[Data records]

┌──

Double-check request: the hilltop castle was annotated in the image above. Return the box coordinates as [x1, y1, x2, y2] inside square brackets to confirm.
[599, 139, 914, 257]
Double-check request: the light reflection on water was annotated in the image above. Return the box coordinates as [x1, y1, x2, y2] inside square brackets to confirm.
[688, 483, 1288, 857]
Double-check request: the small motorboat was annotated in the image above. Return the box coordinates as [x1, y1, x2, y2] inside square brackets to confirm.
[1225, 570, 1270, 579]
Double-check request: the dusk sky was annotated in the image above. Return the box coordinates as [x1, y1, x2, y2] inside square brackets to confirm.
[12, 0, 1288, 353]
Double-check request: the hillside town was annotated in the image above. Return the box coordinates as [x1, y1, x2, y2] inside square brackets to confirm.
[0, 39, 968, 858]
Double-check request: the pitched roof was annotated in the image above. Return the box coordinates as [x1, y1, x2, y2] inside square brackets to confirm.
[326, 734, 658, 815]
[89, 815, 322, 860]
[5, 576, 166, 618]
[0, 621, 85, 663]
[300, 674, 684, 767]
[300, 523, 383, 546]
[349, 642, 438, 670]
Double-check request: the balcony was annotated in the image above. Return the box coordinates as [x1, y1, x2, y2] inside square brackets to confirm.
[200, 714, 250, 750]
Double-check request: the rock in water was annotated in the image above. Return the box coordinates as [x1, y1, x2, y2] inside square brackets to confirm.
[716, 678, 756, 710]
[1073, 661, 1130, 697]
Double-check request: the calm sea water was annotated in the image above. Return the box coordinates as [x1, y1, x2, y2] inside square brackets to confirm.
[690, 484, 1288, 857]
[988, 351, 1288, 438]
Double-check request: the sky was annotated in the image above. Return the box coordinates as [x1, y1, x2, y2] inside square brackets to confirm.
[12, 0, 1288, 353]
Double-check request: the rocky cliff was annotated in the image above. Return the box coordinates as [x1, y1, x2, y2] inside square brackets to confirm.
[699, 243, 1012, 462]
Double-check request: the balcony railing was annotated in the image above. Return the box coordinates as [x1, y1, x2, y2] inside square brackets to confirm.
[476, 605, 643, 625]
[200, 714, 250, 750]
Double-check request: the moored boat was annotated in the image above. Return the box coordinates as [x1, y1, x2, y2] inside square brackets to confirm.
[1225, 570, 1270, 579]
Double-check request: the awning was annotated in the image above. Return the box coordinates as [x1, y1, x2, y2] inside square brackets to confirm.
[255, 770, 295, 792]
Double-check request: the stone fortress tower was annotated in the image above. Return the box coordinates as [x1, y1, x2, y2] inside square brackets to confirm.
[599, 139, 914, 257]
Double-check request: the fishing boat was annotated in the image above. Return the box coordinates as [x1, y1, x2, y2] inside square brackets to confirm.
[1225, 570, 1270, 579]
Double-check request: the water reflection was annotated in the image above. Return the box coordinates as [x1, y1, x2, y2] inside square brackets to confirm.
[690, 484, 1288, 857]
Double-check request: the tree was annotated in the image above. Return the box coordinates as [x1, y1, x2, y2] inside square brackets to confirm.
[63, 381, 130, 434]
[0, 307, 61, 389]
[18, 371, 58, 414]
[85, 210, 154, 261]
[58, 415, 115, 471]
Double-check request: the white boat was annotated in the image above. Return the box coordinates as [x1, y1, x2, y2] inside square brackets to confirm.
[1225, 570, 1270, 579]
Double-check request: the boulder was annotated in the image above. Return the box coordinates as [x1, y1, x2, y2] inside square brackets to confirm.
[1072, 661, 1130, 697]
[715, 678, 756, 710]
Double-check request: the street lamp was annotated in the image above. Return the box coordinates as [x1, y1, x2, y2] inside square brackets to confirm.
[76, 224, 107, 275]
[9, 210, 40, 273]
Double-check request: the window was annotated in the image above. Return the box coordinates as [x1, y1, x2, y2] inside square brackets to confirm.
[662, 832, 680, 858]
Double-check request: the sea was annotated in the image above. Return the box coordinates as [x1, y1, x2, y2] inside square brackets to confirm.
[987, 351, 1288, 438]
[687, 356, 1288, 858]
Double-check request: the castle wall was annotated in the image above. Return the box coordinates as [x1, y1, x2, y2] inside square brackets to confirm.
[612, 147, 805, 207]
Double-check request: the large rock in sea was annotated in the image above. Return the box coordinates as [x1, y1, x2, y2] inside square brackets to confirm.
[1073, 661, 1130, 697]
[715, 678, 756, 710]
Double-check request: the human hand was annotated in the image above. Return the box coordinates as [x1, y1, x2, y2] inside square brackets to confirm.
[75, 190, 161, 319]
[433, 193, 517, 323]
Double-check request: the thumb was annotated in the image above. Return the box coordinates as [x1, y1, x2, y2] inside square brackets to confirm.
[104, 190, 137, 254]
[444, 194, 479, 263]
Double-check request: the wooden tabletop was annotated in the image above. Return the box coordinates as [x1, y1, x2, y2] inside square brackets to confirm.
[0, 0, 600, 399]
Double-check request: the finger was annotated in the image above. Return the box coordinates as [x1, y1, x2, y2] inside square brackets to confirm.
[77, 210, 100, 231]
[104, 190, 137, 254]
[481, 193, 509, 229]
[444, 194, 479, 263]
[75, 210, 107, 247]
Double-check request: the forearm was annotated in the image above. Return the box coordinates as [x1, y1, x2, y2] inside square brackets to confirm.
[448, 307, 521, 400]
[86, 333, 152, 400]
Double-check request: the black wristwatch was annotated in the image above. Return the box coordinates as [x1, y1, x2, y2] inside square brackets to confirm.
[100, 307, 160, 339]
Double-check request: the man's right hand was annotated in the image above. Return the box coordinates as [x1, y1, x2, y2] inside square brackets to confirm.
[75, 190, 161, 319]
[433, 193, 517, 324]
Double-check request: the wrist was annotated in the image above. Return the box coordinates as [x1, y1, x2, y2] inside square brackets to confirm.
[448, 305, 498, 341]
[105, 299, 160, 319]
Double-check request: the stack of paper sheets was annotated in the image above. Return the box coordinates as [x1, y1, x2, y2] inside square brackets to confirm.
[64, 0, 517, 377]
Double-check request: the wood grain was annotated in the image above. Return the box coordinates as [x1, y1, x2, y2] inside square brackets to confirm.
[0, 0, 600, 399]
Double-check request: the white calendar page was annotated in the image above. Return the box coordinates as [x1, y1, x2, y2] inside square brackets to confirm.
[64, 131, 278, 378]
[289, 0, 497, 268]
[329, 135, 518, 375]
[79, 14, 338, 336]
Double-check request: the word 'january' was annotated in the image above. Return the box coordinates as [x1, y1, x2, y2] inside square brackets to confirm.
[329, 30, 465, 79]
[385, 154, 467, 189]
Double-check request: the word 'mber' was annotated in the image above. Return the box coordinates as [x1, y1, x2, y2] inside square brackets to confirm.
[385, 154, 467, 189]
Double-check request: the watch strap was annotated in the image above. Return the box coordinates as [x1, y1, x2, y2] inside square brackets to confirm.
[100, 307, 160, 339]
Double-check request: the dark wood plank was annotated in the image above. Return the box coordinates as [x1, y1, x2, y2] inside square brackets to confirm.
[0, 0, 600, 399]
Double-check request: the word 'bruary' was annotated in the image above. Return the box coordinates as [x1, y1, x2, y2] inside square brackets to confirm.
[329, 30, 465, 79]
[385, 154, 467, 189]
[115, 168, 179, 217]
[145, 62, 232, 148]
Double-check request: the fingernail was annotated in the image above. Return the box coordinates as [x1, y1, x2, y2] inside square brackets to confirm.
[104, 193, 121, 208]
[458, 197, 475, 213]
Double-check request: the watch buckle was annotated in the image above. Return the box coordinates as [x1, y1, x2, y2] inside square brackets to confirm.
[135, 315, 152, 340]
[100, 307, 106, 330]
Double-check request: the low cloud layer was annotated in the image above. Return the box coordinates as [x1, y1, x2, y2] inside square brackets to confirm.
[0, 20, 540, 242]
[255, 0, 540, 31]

└──

## Problem requirements
Scale down part of the listing: begin at the line that contains "Double-check request: the man's" and stop after the line that contains "[458, 197, 475, 213]". Rewrite only those lines, keeping each request as it is and multiplying every bounding-box coordinate in the answers by 0.3, rounded to whole numbers with halves going up.

## Correct response
Double-check request: the man's right hand was annotated in the image above. Return the box coordinates as [x1, y1, x2, y2] inside square brackets to confirm.
[23, 57, 48, 96]
[130, 58, 155, 97]
Double-check request: the wrist was annotated in the image above. Return the box coordinates as [x1, y1, x2, y2] inside square brackets to confirm.
[134, 92, 149, 102]
[32, 90, 48, 96]
Double-check request: the stack of paper sheets was annotated in the image above. Return the box coordinates as [x1, y1, x2, y2] inside square brackets to confirm.
[19, 0, 155, 113]
Double-check request: the wood grain was annotated in the image above. Return the box coordinates as [x1, y1, x2, y2] inside square brackets to confirm.
[0, 0, 180, 120]
Double-check request: the white calendar page was annotated in the image above. Return the box coordinates as [x1, y1, x2, y2] inside square brackets to confirm.
[19, 39, 83, 113]
[87, 0, 149, 80]
[99, 41, 155, 113]
[24, 4, 101, 101]
Double-check request: the word 'january' was annotated in the image above. Return the box coordinates as [x1, y1, x2, y2] inside square brackets to confirm.
[99, 9, 140, 24]
[116, 46, 140, 57]
Double-check request: the word 'mber' was annotated in the image above. Return the box coordinates as [x1, y1, x2, y2] inside square brackets to confirm.
[116, 46, 140, 57]
Double-check request: the watch strap was annotated in the image above. Return the box coordinates as [x1, y1, x2, y2] inside square brackets to confirm.
[30, 92, 48, 102]
Double-check request: the dark wood plank was annotated in the image above. Return the box coordinates as [x1, y1, x2, y2] inside square brackets to confirm.
[0, 0, 180, 120]
Double-check request: the word 'bruary' was annotated in the image above. Return the box coordinates as [x1, y1, x2, y2] inside square brackets to confirm.
[99, 9, 140, 24]
[116, 46, 140, 57]
[35, 50, 54, 65]
[44, 19, 70, 44]
Double-check request: the fingernail was annotated in the image above. Return the box coordinates as [x1, y1, x2, y2] inside square brackets to confirm.
[31, 58, 36, 62]
[137, 59, 143, 64]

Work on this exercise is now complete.